DESCRIPTION OF THE TASK
Set down the material again. Keep every line exactly as it is.

┄┄┄┄┄┄┄┄┄┄┄┄┄┄┄┄┄┄┄┄

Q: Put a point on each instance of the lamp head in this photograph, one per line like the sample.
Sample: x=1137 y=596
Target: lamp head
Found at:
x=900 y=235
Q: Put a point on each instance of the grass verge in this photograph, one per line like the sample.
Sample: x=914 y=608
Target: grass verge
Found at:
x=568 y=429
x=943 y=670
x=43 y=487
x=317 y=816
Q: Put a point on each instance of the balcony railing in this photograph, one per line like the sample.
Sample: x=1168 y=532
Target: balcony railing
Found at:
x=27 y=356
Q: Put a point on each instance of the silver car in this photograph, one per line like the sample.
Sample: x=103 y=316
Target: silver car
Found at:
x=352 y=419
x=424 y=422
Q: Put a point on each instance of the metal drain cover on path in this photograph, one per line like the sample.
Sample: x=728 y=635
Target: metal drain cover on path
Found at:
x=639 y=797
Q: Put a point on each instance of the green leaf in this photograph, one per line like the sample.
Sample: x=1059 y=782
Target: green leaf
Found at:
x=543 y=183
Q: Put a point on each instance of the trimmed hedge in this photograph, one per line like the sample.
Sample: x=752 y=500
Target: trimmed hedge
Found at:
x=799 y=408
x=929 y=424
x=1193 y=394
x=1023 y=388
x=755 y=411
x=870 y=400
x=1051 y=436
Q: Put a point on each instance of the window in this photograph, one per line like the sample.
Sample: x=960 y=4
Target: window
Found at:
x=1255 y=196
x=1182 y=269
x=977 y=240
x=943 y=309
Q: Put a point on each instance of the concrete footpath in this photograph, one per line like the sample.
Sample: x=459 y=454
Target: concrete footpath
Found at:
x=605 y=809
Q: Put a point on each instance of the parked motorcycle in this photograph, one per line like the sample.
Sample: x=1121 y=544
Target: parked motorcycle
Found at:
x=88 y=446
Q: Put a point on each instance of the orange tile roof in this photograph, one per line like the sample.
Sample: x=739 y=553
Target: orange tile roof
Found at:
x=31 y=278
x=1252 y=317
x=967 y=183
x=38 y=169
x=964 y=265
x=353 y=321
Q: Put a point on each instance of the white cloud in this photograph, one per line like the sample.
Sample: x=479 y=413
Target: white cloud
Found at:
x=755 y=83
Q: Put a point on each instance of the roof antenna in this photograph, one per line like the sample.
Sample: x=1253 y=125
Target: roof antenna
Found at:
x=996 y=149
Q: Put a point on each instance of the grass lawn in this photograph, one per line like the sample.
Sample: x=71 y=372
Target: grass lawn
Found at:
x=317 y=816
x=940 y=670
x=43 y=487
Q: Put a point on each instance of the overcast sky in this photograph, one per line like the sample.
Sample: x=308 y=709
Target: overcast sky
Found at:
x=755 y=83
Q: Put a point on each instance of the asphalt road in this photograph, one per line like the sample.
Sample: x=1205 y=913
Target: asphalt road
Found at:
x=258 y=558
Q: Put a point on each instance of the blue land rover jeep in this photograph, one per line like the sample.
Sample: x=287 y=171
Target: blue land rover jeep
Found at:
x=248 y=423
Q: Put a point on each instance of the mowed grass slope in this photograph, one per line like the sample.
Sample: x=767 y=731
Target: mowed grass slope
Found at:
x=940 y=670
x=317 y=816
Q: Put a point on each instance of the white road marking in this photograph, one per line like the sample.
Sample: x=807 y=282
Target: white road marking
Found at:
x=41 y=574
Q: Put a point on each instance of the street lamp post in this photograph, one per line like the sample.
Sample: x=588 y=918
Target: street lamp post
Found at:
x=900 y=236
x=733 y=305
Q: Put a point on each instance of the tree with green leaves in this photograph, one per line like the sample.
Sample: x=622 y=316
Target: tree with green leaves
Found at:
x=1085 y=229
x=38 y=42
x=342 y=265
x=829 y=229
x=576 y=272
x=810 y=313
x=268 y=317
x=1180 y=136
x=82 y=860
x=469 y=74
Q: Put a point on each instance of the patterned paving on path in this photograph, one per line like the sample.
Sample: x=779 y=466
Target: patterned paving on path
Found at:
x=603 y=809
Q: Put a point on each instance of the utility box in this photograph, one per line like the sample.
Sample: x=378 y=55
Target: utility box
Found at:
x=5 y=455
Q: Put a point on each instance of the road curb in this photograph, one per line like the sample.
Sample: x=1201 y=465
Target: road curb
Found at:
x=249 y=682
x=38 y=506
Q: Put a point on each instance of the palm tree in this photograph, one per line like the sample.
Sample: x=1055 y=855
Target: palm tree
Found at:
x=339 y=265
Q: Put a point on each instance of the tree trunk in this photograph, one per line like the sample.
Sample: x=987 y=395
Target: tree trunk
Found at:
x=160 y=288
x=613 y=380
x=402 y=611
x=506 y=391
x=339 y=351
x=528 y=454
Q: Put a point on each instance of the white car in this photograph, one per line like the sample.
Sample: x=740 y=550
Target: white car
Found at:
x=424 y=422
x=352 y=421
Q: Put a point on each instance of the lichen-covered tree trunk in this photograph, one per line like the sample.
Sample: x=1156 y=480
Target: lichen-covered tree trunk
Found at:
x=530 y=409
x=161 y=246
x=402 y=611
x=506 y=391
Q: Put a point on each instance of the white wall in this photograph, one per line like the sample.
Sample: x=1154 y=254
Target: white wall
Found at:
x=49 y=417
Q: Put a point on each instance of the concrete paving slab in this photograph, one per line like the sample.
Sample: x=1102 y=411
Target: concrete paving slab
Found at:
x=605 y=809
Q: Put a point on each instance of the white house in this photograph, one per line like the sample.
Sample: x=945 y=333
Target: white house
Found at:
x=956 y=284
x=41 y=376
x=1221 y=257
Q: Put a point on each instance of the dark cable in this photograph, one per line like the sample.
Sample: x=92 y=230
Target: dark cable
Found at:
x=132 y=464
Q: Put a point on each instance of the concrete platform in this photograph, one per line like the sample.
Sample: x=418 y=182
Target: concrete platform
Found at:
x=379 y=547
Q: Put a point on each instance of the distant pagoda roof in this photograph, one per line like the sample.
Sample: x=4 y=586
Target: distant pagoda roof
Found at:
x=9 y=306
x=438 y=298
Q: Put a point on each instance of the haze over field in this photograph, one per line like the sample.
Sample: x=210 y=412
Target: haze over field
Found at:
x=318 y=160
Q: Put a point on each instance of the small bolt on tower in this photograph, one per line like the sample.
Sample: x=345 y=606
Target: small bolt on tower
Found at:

┄┄┄┄┄┄┄┄┄┄┄┄┄┄┄┄┄┄┄┄

TASK SOLUTION
Q: Put a point on each instance of the lamp head in this photograph, one per line like the sample.
Sample: x=1137 y=596
Target: lamp head
Found at:
x=900 y=235
Q: Put a point on each instance of the grass verge in this photograph, one per line like the sample.
Sample: x=914 y=608
Target: grass verge
Found at:
x=568 y=429
x=943 y=670
x=43 y=487
x=317 y=816
Q: Put a point on each instance of the balcony railing in this photograph, one per line like the sample.
Sample: x=1168 y=532
Target: balcony railing
Found at:
x=27 y=356
Q: Put a point on each instance of the silver car in this photograph, one per line like the sample.
Sample: x=103 y=316
Target: silver car
Found at:
x=352 y=419
x=424 y=422
Q: Put a point on each instance of the metal drain cover on path in this photograph, one per line like the sample.
Sample: x=728 y=635
Target: metal drain cover on path
Found at:
x=639 y=797
Q: Put a point on each instance of the green leaf in this photograph, one per line like the sample.
Sample: x=1059 y=782
Target: green leaf
Found at:
x=543 y=183
Q: Put a point on each instance of the trimmed hedge in this photograph, one per line like the sample.
Sample: x=752 y=500
Target: trimmed hedge
Found at:
x=799 y=408
x=929 y=424
x=1193 y=394
x=1023 y=388
x=755 y=411
x=870 y=400
x=1051 y=436
Q: Put a point on each instance of the window in this photograph, one per line like the sample.
Sample: x=960 y=4
Target: window
Found at:
x=1255 y=196
x=1182 y=269
x=977 y=240
x=943 y=309
Q: Put a point on each instance of the concrete footpath in this photograph, one per line like the sample.
Sample: x=459 y=454
Target: concrete footpath
Found at:
x=605 y=809
Q: Put a point on each instance of the parked motorcycle in this photograph, one per line like the sample.
Sample: x=1121 y=544
Target: parked motorcycle
Found at:
x=88 y=446
Q: Put a point on each instance of the orange tile roof in this photograph, one per line like the sample.
Sample: x=739 y=553
Target: orange tile roof
Found at:
x=31 y=278
x=1252 y=317
x=967 y=183
x=38 y=169
x=964 y=265
x=353 y=321
Q: Put a point on each instance of the white cloud in this photograph, one per line like the sample.
Sample: x=479 y=413
Target: white cloud
Found at:
x=755 y=83
Q: Put a point on each instance of the roof antenna in this photograph, one per line like the sample.
Sample: x=1253 y=125
Target: roof antenna
Found at:
x=996 y=149
Q: Put a point on each instance of the grass lawn in this photograph, one per line like the sample.
Sample: x=71 y=372
Target: grass lawn
Found at:
x=317 y=816
x=940 y=670
x=43 y=487
Q: Put a point on each instance of the overcast sky in this photograph, one per line like the sample.
Sample: x=308 y=709
Target: overcast sky
Found at:
x=755 y=83
Q: Put a point on each instance of the asphalt road in this photograph, one per line like the sample.
Sample: x=1205 y=913
Target: asphalt road
Found at:
x=258 y=558
Q: Put a point on each instance of the blue land rover jeep in this photograph, one per line like the sample.
Sample: x=287 y=171
Target: blue land rover jeep
Found at:
x=248 y=423
Q: Put a point on each instance of the mowed grass slope in this photograph, one per line like the sample.
Sample: x=767 y=731
Target: mowed grass slope
Found at:
x=940 y=670
x=317 y=816
Q: Put a point on each instance of the white road marking in this photograph, one per line like the sample.
Sample: x=807 y=282
Target: white road marking
Found at:
x=41 y=574
Q: Put a point on each instance of the street lamp post in this photograph, one per line like the sample.
Sample: x=588 y=918
Target: street lamp post
Found at:
x=900 y=236
x=733 y=305
Q: Put a point on each instance of the tree with green leaves in this photograph, one per line like the sample.
Sample: x=622 y=316
Target: tree with green leaves
Found at:
x=1085 y=229
x=38 y=42
x=342 y=265
x=829 y=229
x=576 y=272
x=810 y=313
x=268 y=317
x=1180 y=136
x=82 y=860
x=469 y=74
Q: Put a point on each instance of the patterned paving on path in this photograph, one per line like the sample.
Sample: x=779 y=466
Target: patterned paving on path
Found at:
x=603 y=809
Q: Put a point on each instance of the utility box in this photograph, one per line like the sample.
Sample: x=378 y=55
Target: utility box
Found at:
x=5 y=455
Q: Put a point on each instance of the road curb in this photograph, one per line like the sample.
Sample: x=1201 y=465
Target: road curb
Found at:
x=249 y=682
x=38 y=506
Q: Put a point on each instance of the palm tree in this photograph, one per line like the sample.
Sample: x=1055 y=855
Target: palm tree
Found at:
x=339 y=265
Q: Put a point on each instance of the tree trunk in this photograph, one per line like the sample.
Sample: x=987 y=395
Target: tree trunk
Found at:
x=160 y=288
x=613 y=380
x=402 y=611
x=506 y=391
x=339 y=351
x=528 y=454
Q: Put a point on each instance of the white car in this photograph, one per line like the sample.
Sample: x=740 y=550
Target: white car
Found at:
x=424 y=422
x=352 y=421
Q: Put a point on each instance of the lichen-covered tree trunk in this photograph, one per line like the sample.
Sample: x=1156 y=480
Target: lichen-covered tree trunk
Found at:
x=530 y=409
x=161 y=246
x=402 y=611
x=506 y=391
Q: Put a point on each instance of the white wall in this photograph, one per line like the sample.
Sample: x=1154 y=254
Target: white wall
Found at:
x=49 y=417
Q: Put a point on each instance of the concrete paving slab in this photograph, one per line like the sample.
Sample: x=1102 y=411
Target: concrete paving slab
Found at:
x=605 y=809
Q: Put a point on each instance of the white house in this photograph, one per line like the sample.
Sample: x=945 y=333
Target: white house
Found at:
x=956 y=284
x=41 y=376
x=1221 y=257
Q: Put a point on each instance of the dark cable in this photograph, one per line like the sample.
Sample: x=92 y=230
Target: dark cable
Found at:
x=132 y=464
Q: Put a point on each instance of the concrete platform in this photograph, one per line like the sample.
Sample: x=418 y=182
Target: concrete platform
Found at:
x=379 y=547
Q: Put a point on each instance of the distant pagoda roof in this photograph, one per line like the sample.
Sample: x=4 y=586
Target: distant pagoda roof
Found at:
x=9 y=306
x=438 y=298
Q: Put a point on each instance of the haze over field in this photograph, one per line like the sample.
Sample: x=210 y=412
Target: haze over field
Found at:
x=318 y=160
Q: Put a point on each instance of the small bolt on tower in this photograph, one per line like the sample.
Sample: x=345 y=606
Target: small bolt on tower
Found at:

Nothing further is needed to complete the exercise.